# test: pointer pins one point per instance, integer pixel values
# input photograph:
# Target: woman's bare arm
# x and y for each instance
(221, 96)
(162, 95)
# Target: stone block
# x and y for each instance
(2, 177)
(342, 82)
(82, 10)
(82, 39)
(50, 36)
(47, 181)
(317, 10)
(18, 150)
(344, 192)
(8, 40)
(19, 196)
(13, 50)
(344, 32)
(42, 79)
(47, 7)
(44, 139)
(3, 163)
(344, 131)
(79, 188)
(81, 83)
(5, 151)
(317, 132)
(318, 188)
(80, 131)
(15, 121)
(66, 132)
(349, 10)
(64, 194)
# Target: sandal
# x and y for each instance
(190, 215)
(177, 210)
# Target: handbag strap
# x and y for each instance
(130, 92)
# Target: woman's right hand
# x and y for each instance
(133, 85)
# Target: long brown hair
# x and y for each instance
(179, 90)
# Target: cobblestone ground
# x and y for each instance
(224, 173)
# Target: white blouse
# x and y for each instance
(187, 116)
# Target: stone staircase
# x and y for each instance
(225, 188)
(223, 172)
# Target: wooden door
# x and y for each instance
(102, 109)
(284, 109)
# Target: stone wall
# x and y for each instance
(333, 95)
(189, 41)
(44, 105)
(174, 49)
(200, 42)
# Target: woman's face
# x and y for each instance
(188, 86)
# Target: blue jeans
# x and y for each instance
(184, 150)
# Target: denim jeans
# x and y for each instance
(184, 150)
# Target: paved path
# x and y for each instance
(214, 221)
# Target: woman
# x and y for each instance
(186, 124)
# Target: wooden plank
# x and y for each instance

++++

_Task_
Return an exact copy of the listing above, complete in every line.

_Your response_
# test: pointer pins one point per instance, integer pixel values
# input photograph:
# Target: woman's bare arm
# x and y for each instance
(221, 96)
(162, 95)
# Target: stone block
# x and y for each instance
(2, 177)
(342, 82)
(82, 10)
(82, 39)
(50, 36)
(47, 181)
(317, 10)
(18, 150)
(344, 192)
(8, 40)
(19, 196)
(13, 50)
(344, 32)
(42, 79)
(47, 7)
(44, 139)
(3, 163)
(344, 131)
(79, 188)
(81, 83)
(5, 151)
(317, 132)
(318, 188)
(80, 131)
(15, 121)
(66, 132)
(349, 10)
(64, 194)
# Target: sandal
# x and y for each instance
(190, 215)
(177, 210)
# Target: handbag strap
# x and y for each instance
(130, 92)
# Target: woman's right hand
# x and y for each instance
(133, 85)
# Target: long brown hair
# x and y for each instance
(179, 90)
# Target: cobblestone ground
# x and y for each instance
(224, 173)
# Target: white blouse
# x and y for each instance
(187, 116)
# Target: stone staircase
# x and y for each instance
(225, 188)
(223, 172)
# Target: wooden door
# x and y for each instance
(102, 109)
(284, 109)
# Target: stone wall
# x and y for each instance
(333, 95)
(189, 41)
(44, 105)
(174, 49)
(200, 42)
# Target: woman's face
# x and y for each instance
(188, 86)
# Target: blue jeans
# x and y for each instance
(184, 150)
# Target: denim jeans
# x and y for each instance
(184, 150)
# Target: paved path
# x and y for each instance
(214, 221)
# Target: woman
# x and y for each instance
(186, 124)
# Target: wooden plank
# x and y for each instance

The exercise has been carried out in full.